---------- QUOTED TEXT

Real-life analogy: An Access ACL is a lock on a specific door — only people with the key can enter. A Default ACL is a policy saying “every new room built in this wing gets this same lock type.” Rooms built before the policy keep their old locks.

Bronze/Silver/Gold Folder Structure

datalake/
-- bronze/                        (Raw - schema-on-read)
   -- sqldb/
      -- Customer/
         -- 2026/04/05/
            -- part-00000.snappy.parquet
      -- Address/
      -- Product/
   -- api/
      -- weather/
         -- 2026-04-05.json
-- silver/                        (Cleaned - light schema)
   -- customer_cleaned/
   -- address_standardized/
-- gold/                          (Business-ready - schema-on-write)
   -- dim_customer/
   -- fact_sales/

Bronze: Raw data as-is. No transforms. Append-only. ADF/Synapse Copy writes here.

Silver: Cleaned, standardized. Nulls handled, dupes removed. Spark notebooks or Data Flows.

Gold: Aggregated, modeled. Star schema. Dashboards and reports query this layer.

Using ADLS Gen2 with Pipelines

As a Sink (Most Common)

Create Linked Service > Dataset (Parquet) with parameterized container/folder > Use as Copy Sink.

Covered in detail in metadata-driven pipelines and Synapse with audit logging.

Event-Triggered Pipelines

File uploaded to /raw/uploads/ > Event Grid > ADF Trigger > Pipeline runs automatically.

As a Source (Reading Data Back)

--------------------
---------- PROVIDED MATERIAL

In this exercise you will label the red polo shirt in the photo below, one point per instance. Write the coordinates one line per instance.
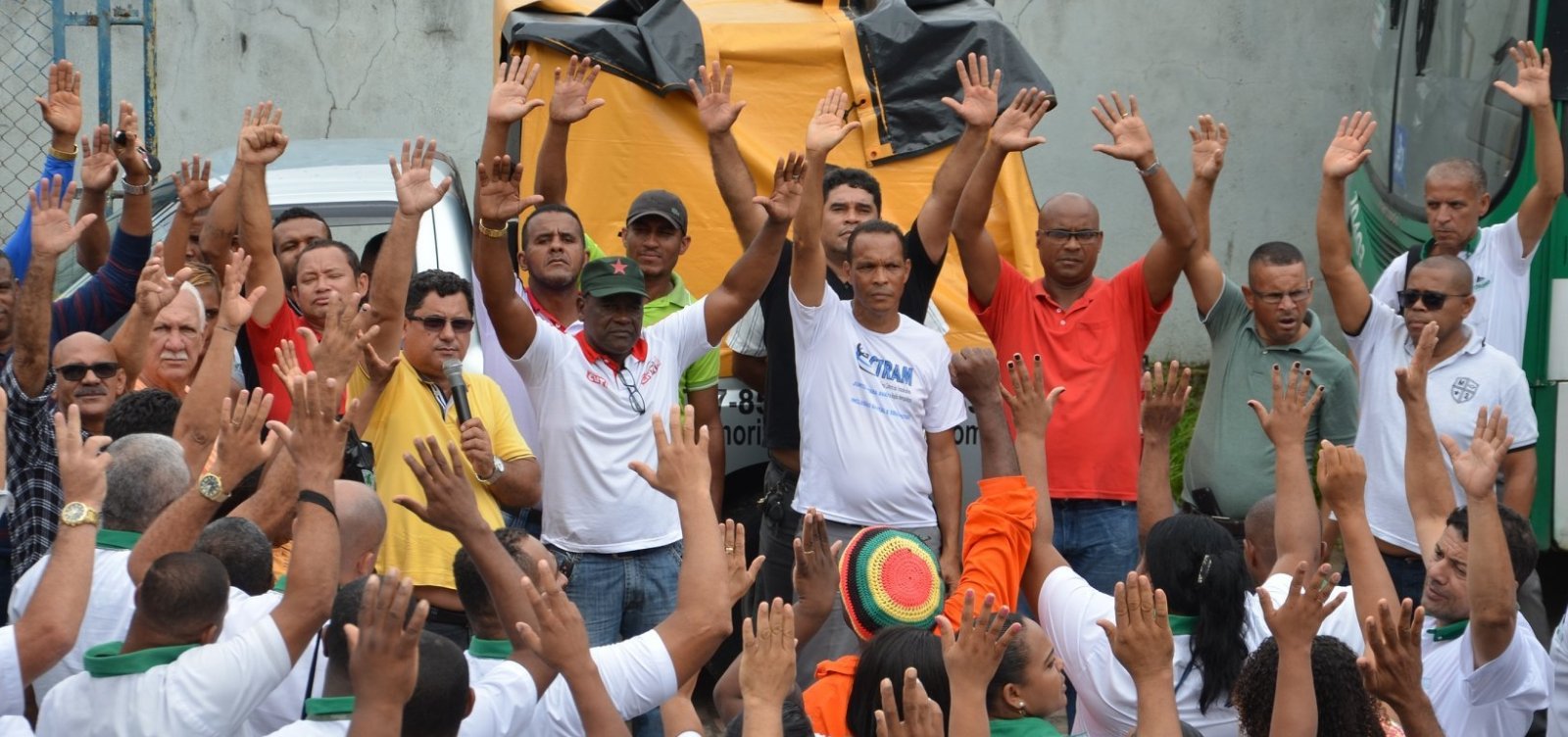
(1095, 349)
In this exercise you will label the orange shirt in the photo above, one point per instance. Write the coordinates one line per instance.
(1095, 349)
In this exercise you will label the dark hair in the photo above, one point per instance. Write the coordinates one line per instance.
(441, 282)
(242, 549)
(874, 226)
(441, 695)
(143, 412)
(349, 253)
(1275, 253)
(886, 656)
(184, 593)
(858, 179)
(302, 212)
(1343, 702)
(1203, 572)
(1515, 529)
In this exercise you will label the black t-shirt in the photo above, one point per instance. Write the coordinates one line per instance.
(781, 415)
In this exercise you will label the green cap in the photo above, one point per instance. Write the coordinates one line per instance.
(613, 274)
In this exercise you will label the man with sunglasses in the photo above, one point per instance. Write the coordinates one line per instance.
(1466, 373)
(1251, 328)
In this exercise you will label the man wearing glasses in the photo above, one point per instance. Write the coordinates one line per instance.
(1254, 326)
(1466, 375)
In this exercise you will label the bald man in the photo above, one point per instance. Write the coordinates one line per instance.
(1090, 333)
(1466, 372)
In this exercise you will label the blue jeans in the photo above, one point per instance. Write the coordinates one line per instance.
(621, 596)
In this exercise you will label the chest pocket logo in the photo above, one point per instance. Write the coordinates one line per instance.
(1463, 389)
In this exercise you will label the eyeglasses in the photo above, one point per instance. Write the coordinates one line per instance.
(436, 323)
(631, 391)
(77, 372)
(1431, 300)
(1060, 237)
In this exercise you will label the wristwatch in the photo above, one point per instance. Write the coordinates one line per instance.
(211, 486)
(77, 514)
(496, 470)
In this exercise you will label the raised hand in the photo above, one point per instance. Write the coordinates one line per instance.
(1348, 146)
(1032, 407)
(263, 137)
(569, 102)
(1293, 407)
(1129, 137)
(1534, 86)
(99, 164)
(1476, 467)
(52, 227)
(980, 86)
(784, 203)
(828, 124)
(416, 192)
(510, 99)
(62, 106)
(1165, 397)
(1209, 141)
(713, 106)
(682, 455)
(1010, 130)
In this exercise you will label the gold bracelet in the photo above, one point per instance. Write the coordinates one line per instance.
(491, 232)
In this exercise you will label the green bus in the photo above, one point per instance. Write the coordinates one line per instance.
(1431, 91)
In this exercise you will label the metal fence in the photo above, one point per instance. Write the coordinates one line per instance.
(25, 51)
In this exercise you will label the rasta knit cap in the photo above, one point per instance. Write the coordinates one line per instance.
(888, 577)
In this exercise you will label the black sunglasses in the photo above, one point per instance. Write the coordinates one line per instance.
(436, 323)
(77, 372)
(1431, 300)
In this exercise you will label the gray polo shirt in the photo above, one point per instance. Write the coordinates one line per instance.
(1230, 452)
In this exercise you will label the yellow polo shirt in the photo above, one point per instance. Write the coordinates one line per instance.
(407, 410)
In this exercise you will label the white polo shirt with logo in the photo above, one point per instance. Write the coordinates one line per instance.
(1496, 698)
(1457, 388)
(866, 405)
(590, 430)
(1502, 286)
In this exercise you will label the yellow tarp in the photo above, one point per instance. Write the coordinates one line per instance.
(786, 54)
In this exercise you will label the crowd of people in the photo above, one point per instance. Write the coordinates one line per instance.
(250, 488)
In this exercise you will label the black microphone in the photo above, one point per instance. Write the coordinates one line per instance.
(460, 389)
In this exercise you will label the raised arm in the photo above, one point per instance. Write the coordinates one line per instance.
(1534, 90)
(1131, 141)
(1346, 154)
(976, 250)
(718, 112)
(745, 281)
(1203, 270)
(569, 104)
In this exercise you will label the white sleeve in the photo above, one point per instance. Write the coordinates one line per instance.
(745, 337)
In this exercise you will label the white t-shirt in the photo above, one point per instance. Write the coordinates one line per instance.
(208, 690)
(1502, 286)
(1496, 698)
(1457, 388)
(866, 405)
(107, 618)
(590, 431)
(639, 674)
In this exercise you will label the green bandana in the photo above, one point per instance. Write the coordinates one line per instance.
(490, 650)
(117, 540)
(106, 661)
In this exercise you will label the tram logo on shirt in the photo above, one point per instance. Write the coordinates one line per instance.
(882, 368)
(1463, 389)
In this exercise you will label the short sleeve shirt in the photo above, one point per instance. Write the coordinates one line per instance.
(1502, 286)
(408, 408)
(869, 399)
(1457, 388)
(1095, 349)
(1230, 452)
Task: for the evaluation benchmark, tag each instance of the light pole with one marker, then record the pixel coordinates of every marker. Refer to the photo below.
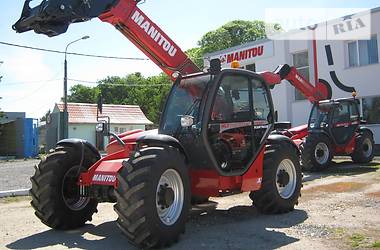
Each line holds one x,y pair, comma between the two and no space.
65,124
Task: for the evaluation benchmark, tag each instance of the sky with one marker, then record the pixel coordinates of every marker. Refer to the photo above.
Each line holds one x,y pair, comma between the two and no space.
33,81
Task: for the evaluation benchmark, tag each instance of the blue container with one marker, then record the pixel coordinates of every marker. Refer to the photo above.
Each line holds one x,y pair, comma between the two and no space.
30,137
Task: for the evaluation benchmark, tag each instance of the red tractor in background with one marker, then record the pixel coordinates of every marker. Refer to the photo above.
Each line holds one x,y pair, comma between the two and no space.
334,129
199,149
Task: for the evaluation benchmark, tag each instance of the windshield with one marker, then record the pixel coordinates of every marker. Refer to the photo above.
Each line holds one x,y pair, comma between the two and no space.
184,99
319,117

--------------------

## TASK REQUIREMENTS
**a.** In the ADLS Gen2 text, which layer do dashboards and reports query?
**b.** Continue the ADLS Gen2 text from the point where it stops.
The listing comes from a separate source.

## RESULTS FOR THE EXERCISE
**a.** The Gold layer.

**b.**
ADLS Gen2 is also used as a pipeline source when downstream processes need to read landed files:

Common source patterns:

1. Databricks reads Bronze Parquet from ADLS → transforms → writes Silver Delta
   df = spark.read.parquet("abfss://raw@naveendatalake.dfs.core.windows.net/customers/")

2. Synapse Serverless SQL queries files directly in ADLS (no copy needed)
   SELECT * FROM OPENROWSET(
     BULK 'https://naveendatalake.dfs.core.windows.net/raw/customers/*.parquet',
     FORMAT = 'PARQUET'
   ) AS customers

3. ADF Lookup activity reads a config file from ADLS
   Source: JSON file at /config/pipeline_config.json

4. Power BI Direct Lake reads Gold Delta tables from ADLS via Fabric shortcuts

Folder Naming Conventions

Consistent naming makes pipelines parameterizable and debugging easier:

Convention 1: Date-partitioned (most common for Bronze)
  /raw/customers/2026/06/12/customers.parquet
  /raw/orders/2026/06/12/orders.parquet
  ADF expression: @concat('raw/', item().TableName, '/', formatDateTime(utcNow(),'yyyy/MM/dd'), '/')

Convention 2: Hive-style partitioning (best for Spark/Databricks)
  /raw/orders/year=2026/month=06/day=12/part-00000.parquet
  Spark reads with: df = spark.read.parquet("/raw/orders/").filter("year = 2026 AND month = 6")

Convention 3: Full load snapshots
  /raw/customers/full/2026-06-12/customers.parquet
  /raw/customers/incremental/2026-06-12/delta.parquet

Rules:
  • Lowercase everything (no mixed case)
  • Underscores for multi-word names (customer_address, not customerAddress)
  • No spaces, no special characters
  • Table name matches source table name

Connecting from Different Tools

Tool	Connection	URL Format
ADF/Synapse	Linked Service (Managed Identity)	`https://{account}.dfs.core.windows.net`
Databricks	Mount or direct	`abfss://{container}@{account}.dfs.core.windows.net/`
Synapse Serverless	OPENROWSET	`https://{account}.dfs.core.windows.net/{container}/`
Spark	ABFSS driver	`abfss://{container}@{account}.dfs.core.windows.net/`
Python	azure-storage-file-datalake SDK	Connection string

Note the DFS endpoint: ADLS Gen2 uses dfs.core.windows.net (not blob.core.windows.net) for hierarchical operations.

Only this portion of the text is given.